### REQUIRED TASK
Count the lines in the listing below that contain the string "blue". Give only the number.

BEGIN EXERCISE DATA

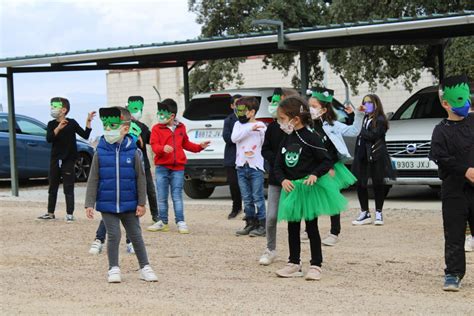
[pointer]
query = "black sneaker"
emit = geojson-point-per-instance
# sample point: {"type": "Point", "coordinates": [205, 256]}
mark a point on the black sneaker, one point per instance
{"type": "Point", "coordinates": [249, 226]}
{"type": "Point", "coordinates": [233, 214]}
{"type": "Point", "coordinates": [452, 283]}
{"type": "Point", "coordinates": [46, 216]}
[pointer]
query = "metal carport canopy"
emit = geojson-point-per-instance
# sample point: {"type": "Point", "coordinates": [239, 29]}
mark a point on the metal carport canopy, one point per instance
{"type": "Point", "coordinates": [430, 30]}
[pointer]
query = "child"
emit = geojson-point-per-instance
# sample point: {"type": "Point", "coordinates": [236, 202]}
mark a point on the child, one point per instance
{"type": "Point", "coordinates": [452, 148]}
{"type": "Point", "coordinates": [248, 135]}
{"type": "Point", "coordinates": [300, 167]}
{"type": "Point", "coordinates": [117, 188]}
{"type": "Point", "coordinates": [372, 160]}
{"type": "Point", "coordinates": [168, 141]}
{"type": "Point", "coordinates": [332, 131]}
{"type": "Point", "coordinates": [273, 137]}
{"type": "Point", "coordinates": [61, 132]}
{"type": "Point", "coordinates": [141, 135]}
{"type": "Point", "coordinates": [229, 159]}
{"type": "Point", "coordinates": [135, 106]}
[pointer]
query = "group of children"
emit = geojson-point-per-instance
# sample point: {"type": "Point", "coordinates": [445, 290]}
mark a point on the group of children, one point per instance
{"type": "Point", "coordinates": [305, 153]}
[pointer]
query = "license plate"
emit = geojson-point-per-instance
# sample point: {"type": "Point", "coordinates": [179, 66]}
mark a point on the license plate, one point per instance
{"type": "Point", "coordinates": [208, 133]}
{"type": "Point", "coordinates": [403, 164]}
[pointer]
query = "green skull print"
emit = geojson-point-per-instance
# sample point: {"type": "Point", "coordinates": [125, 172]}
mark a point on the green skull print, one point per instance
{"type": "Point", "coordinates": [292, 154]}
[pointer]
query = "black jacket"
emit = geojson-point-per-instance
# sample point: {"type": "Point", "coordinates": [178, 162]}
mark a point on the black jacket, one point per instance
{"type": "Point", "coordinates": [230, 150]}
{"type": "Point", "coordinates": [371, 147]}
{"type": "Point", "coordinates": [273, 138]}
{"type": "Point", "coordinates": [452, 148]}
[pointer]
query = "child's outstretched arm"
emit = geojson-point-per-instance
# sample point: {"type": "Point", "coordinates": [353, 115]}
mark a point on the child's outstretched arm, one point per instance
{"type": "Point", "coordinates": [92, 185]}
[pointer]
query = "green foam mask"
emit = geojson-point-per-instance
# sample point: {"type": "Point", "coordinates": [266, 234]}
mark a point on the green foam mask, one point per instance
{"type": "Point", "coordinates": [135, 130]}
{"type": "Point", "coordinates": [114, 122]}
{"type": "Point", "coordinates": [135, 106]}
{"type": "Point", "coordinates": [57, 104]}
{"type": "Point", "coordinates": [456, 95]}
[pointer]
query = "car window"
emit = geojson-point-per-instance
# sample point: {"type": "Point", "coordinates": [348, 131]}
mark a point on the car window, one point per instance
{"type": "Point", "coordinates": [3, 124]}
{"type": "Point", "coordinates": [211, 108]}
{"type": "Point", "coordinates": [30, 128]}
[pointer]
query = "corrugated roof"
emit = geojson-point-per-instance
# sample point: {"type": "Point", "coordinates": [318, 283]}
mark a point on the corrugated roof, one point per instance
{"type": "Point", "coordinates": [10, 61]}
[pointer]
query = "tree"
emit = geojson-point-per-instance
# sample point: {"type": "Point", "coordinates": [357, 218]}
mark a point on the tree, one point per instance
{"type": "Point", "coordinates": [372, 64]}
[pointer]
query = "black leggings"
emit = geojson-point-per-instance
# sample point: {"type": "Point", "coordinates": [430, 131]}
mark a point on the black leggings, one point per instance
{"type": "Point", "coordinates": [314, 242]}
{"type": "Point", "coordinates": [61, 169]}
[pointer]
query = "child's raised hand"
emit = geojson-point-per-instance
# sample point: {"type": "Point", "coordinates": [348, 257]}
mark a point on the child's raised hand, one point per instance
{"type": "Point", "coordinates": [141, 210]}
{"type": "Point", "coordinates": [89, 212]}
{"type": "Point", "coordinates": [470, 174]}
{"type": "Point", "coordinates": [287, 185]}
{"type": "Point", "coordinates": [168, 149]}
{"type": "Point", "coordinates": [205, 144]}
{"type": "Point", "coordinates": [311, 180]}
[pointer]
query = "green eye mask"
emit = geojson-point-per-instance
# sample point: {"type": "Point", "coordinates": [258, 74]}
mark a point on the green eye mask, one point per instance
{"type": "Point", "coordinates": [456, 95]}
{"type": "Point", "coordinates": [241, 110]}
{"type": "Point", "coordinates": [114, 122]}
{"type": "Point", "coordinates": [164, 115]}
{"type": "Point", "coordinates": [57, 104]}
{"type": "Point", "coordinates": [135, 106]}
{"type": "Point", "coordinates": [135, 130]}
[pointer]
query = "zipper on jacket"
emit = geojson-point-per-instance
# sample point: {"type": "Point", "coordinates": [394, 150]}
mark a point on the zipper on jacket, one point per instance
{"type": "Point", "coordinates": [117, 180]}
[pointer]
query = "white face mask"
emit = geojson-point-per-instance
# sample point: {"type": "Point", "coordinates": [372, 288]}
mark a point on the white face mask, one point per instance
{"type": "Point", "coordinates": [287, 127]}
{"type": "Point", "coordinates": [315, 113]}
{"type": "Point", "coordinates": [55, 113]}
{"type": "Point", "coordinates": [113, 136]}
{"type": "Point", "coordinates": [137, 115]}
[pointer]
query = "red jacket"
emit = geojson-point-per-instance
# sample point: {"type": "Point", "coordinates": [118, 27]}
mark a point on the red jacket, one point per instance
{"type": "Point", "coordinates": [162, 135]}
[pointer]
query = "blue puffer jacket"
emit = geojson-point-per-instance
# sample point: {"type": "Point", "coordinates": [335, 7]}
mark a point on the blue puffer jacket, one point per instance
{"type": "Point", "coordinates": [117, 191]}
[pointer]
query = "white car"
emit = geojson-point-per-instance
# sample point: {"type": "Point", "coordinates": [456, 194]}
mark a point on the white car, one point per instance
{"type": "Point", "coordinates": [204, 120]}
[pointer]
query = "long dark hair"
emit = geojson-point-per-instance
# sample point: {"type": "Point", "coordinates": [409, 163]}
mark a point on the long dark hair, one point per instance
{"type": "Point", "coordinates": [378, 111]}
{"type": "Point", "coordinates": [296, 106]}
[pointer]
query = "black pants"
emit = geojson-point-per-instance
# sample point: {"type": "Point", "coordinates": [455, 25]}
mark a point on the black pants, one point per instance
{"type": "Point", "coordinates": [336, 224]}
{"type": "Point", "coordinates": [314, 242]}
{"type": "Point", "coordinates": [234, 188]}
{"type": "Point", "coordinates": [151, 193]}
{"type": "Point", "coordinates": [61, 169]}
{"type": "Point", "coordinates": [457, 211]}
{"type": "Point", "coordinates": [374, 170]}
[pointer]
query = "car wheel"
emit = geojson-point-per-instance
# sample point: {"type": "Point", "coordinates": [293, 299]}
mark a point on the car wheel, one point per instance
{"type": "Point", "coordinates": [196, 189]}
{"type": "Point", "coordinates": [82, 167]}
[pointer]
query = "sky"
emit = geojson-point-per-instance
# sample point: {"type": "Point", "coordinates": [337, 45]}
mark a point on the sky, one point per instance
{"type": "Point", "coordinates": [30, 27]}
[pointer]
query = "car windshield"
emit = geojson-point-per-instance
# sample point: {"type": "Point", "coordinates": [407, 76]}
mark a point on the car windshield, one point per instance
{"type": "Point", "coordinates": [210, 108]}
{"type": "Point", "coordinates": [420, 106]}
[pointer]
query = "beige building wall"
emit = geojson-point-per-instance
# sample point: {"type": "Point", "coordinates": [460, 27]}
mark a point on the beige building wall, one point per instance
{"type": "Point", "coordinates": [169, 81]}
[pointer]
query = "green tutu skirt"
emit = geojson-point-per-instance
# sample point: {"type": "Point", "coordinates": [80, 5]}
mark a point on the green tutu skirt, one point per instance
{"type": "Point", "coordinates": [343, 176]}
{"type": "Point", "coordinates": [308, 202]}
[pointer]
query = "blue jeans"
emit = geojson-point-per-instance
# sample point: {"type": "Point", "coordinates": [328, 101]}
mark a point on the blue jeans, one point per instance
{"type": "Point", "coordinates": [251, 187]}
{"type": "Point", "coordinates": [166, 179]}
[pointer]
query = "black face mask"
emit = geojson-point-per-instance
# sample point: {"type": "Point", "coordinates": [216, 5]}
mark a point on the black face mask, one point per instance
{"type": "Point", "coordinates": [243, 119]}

END EXERCISE DATA

### EXERCISE ANSWER
4